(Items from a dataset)

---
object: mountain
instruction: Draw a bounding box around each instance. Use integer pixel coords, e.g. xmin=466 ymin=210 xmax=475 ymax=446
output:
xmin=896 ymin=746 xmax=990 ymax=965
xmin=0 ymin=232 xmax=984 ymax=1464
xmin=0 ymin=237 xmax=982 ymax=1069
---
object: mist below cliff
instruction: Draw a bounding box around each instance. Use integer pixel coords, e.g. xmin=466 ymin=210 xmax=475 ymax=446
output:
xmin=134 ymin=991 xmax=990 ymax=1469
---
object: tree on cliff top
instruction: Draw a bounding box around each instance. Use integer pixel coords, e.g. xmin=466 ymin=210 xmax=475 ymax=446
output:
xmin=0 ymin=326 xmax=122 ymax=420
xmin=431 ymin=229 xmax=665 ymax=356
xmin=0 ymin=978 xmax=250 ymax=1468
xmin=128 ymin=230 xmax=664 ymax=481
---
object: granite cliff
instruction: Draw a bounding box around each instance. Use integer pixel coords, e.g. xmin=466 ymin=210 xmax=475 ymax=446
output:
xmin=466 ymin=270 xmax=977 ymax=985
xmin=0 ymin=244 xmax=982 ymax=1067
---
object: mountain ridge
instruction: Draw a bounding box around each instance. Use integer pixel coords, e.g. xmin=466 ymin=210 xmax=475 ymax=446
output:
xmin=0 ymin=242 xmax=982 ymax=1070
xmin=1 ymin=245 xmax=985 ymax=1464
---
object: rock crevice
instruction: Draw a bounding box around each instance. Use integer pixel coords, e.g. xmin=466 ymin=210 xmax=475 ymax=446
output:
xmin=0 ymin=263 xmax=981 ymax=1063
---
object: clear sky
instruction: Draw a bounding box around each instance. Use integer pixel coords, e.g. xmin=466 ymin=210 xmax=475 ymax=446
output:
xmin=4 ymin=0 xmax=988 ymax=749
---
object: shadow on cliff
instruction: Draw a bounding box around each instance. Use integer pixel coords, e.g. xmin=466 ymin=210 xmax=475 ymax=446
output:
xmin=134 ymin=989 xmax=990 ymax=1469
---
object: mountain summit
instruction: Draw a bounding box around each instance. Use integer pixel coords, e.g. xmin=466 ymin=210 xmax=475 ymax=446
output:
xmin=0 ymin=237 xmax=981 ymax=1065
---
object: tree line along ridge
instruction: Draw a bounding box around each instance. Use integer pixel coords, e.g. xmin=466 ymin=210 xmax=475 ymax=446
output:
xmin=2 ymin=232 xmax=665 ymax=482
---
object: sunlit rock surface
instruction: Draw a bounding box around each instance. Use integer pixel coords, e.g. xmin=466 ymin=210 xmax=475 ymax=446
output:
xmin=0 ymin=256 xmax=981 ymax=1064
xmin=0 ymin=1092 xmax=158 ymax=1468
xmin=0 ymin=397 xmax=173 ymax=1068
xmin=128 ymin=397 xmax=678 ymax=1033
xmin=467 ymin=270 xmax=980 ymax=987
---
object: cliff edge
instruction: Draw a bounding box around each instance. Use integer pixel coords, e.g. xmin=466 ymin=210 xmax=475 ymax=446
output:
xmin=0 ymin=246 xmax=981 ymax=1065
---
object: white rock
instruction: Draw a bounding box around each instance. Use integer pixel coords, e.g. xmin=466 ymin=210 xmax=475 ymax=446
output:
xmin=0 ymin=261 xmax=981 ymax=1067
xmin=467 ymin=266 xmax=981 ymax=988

§ **What is needed**
Wherever a line in the entries above holds "rock", copy that line.

§ **Exercise answer**
object: rock crevice
object: sunlit rock surface
object: white rock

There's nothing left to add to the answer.